EXTRAIT DU TEXTE>
************

Le Kosovo en crise avec l’Union européenne ?

, par Damien Simonneau

Le Kosovo en crise avec l'Union européenne ?

La question du déploiement de la mission européenne EULEX à l’ensemble du Kosovo a déclenché une crise diplomatique entre Pristina et Bruxelles. Ce désaccord est l’occasion de dresser un état des lieux de la présence de l’UE au Kosovo.

La crise a débuté début novembre après que le Premier ministre du Kosovo H. Thaçi ait annoncé le rejet d’un accord conclu entre l’UE, l’ONU et la Serbie ouvrant la voie au déploiement sur tout le territoire kosovar de la mission européenne EULEX.

Jusqu’à présent, la mission s’était heurté à la résistance des Serbes. Néanmoins, les diplomates internationaux et la Serbie se sont entendus pour que la police, la justice et deux postes de douanes au Nord du Kosovo continuent de dépendre de la chaîne de commandement de l’ONU. Cela signifierait donc que le gouvernement kosovar n’exercerait pas sa pleine souveraineté sur l’ensemble du territoire.

Pour certains dirigeants radicaux comme le leader du mouvement Autodétermination, A. Kurti, le moment est idéal pour dénoncer l’impuissance du peuple kosovar qui se voit dicter ses choix par les Occidentaux et mettre à l’index un plan qui entérinerait, selon lui, la partition de facto du Kosovo entre le Nord serbe et le Sud à majorité albanaise. Autodétermination a d’ailleurs réunis des milliers de personnes dans les rues de Pristina le 19 novembre, à la fois opposés au gouvernement, à la classe politique du pays et au plan « de partage » de l’ONU.

Retour sur la présence européenne au Kosovo

Comme le démontre, la campagne de communication de grande envergure « Come to Europe ! » [1] orchestrée par l’UE dans toutes les villes elle fait également rêver ce qui n’est pas le cas de sa dernière composante à savoir la mission EULEX. L’action de l’UE n’est pas unifiée et se décline en trois composantes : le Bureau du Représentant spécial de l’UE, la Commission européenne et la mission EULEX.

La coordination de la présence européenne au Kosovo revient à un homme, Pieter Feith et son bureau : le Bureau du représentant spécial de l’UE. En fait, P. Feith possède une double casquette puisqu’il est aussi le coordonnateur de l’action civile internationale au Kosovo. En ce qui concerne sa casquette européenne, il détient son mandat du Conseil de l’UE du 4 février 2008. Le Conseil de l’UE est en effet convaincu de l’avenir européen du Kosovo et a décidé de nommer son représentant pour aider les autorités kosovares à mettre en place un Etat stable, viable, multiethnique et démocratique.

************

LIGNES>
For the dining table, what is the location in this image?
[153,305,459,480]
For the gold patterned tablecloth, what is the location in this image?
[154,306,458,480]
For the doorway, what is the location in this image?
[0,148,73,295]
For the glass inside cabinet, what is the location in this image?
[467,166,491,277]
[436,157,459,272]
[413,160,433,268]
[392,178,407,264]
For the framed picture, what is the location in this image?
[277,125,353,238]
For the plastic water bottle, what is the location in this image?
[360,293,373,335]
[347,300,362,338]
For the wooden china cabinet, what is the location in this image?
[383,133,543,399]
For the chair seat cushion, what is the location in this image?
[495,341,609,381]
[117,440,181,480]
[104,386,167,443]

************

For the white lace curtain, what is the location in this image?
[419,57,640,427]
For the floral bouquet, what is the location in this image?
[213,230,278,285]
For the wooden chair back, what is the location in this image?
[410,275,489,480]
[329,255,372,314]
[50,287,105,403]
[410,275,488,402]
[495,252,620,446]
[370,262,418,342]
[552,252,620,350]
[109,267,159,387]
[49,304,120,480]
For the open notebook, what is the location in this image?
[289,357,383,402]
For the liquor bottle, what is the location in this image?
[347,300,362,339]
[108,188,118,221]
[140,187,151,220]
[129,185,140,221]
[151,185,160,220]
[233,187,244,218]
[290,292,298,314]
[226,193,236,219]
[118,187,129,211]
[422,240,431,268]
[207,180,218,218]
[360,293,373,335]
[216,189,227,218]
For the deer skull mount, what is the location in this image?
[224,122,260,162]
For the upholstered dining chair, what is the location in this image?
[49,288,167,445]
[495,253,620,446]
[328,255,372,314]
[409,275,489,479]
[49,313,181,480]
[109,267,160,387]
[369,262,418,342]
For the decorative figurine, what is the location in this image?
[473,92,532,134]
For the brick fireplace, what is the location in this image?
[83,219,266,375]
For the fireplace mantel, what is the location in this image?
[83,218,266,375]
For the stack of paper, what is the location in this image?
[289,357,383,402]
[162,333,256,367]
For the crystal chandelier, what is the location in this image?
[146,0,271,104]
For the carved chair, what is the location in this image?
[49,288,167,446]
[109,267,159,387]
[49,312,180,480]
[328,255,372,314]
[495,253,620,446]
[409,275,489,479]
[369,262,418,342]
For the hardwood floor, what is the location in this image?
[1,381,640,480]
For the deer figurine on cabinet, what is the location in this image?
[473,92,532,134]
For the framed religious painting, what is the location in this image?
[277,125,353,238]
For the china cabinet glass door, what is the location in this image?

************

LISTE DES TÂCHES>
[A] Énumérez toutes les composantes de l'action de l'Union européenne au Kosovo que cite le texte sur le Kosovo.
[B] Renvoyez le passage du texte sur le Kosovo qui commence par « Jusqu’à présent, la » et se termine par « l’ensemble du territoire. ».

RÉPONSES AUX TÂCHES>
[A]
- le Bureau du Représentant spécial de l'UE
- la Commission européenne
- la mission EULEX

[B]
Jusqu’à présent, la mission s’était heurté à la résistance des Serbes. Néanmoins, les diplomates internationaux et la Serbie se sont entendus pour que la police, la justice et deux postes de douanes au Nord du Kosovo continuent de dépendre de la chaîne de commandement de l’ONU. Cela signifierait donc que le gouvernement kosovar n’exercerait pas sa pleine souveraineté sur l’ensemble du territoire.